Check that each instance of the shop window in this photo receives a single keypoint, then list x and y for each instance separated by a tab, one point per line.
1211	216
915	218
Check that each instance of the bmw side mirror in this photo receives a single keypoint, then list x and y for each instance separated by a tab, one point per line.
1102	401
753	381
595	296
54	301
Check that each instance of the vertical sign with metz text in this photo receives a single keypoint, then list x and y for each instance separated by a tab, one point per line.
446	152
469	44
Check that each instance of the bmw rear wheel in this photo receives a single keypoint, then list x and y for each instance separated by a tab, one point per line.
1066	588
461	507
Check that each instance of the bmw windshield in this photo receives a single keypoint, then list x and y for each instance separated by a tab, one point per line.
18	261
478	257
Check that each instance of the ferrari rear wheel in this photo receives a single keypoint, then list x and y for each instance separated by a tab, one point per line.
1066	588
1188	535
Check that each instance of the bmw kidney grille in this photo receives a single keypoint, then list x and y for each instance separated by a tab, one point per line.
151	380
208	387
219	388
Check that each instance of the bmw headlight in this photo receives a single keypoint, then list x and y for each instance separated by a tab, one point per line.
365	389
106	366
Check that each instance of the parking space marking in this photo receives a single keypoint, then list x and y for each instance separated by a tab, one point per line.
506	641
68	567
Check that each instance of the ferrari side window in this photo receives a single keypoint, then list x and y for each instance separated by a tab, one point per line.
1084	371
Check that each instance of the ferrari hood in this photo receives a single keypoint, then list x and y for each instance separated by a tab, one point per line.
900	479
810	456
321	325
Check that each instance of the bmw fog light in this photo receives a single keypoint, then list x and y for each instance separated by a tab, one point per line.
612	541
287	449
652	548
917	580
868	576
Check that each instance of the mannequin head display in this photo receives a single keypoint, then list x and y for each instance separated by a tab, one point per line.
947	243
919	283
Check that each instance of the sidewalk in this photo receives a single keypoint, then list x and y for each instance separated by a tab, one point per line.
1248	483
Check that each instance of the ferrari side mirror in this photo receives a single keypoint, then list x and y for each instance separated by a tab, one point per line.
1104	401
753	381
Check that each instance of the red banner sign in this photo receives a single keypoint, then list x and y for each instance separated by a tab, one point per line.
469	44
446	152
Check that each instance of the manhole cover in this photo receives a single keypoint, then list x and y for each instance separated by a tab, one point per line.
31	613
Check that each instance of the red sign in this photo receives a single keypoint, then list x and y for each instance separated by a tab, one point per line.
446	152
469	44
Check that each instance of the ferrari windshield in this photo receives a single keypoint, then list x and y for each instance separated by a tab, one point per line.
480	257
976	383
:::::
» **What the task asks**
Copy every line above word for word, from start to finish, changing nothing.

» **Output for this task**
Check that each instance of the shop window in this photo receives a single keypoint, then list x and y for each instance separated by a tab, one point per line.
1211	216
915	218
Check that each instance of the bmw side mirror in this photo receives a single keypoint, then list x and y for each instance separated by a tab, one point per line.
1102	401
753	381
595	296
54	301
Check that each instance of the vertical sign with metz text in this photo receives a single keypoint, then list x and y for each instance separated by a tab, one point per line.
446	152
469	44
Check that each instance of the bmw rear wheel in this photo receives a single keypoint, then list x and y for each instance separated by a tab, one point per line.
1066	588
461	507
Check that each instance of the bmw windshield in this photo receives a single keypoint, then list x and y for each instance separated by a tab, one point per line.
18	261
478	257
Check that each instance of the ferrari rear wheel in this photo receives a single keypoint, then list x and y for each instance separated by a tab, one point per line.
1066	588
1188	535
Check that each instance of the bmw kidney grille in this photo receives a single keypoint, then list x and y for each instance separated by a tab, one point per line.
151	380
208	387
219	388
Check that each instance of the bmw headlight in this photo receives a single keypoint, then list x and y for each instance separated by a tab, one point per line.
365	389
106	366
Check that each instance of the parking space marking in this photo receives a single keypoint, then list x and y for each instance separated by a tab, one point per line.
506	641
68	567
Check that each instance of the ferrari side window in this photo receives a single keypoint, then list x and y for each instance separated by a tab, one point per line.
1084	371
Check that each instance of the ferrari hood in this photo receives a single keypoint, then list x and y for each instance separated by a tab, one point per line.
900	479
810	456
321	325
Check that each instance of the bmw fog light in this photo receives a single keypoint, then list x and y for each instance separated by a tab, one point per line.
612	541
287	449
652	548
917	580
868	576
Check that each instance of the mannequin head display in this photo receives a single keypoint, then list x and y for each instance separated by a tab, one point per line.
947	243
919	283
Check that each instance of the sidewalk in this photo receives a single keypoint, then list x and y for each instance separated by a tab, one point per line.
1248	483
Check that each instance of the ferrari side mirror in this photo receives a single keypoint, then list x and y for each instance separated by a tab, one point per line.
1104	401
753	381
Check that each instance of the red banner sign in this photo receives a single keypoint, then list x and y for each instance separated by a tab, one point per line.
469	44
446	152
Check that each instance of the manhole cover in this photo receives a single keypoint, then list x and y for each instance separated by a tab, one point per line.
31	613
Check that each instance of the red sign in this photo receives a single keypoint, then list x and y for each instance separated by a tab, one point per line.
446	152
469	44
Check that each instance of the ferrari windshield in this photo receives a single keypoint, then list x and y for each instance separated by a tab, one point per line.
480	257
976	383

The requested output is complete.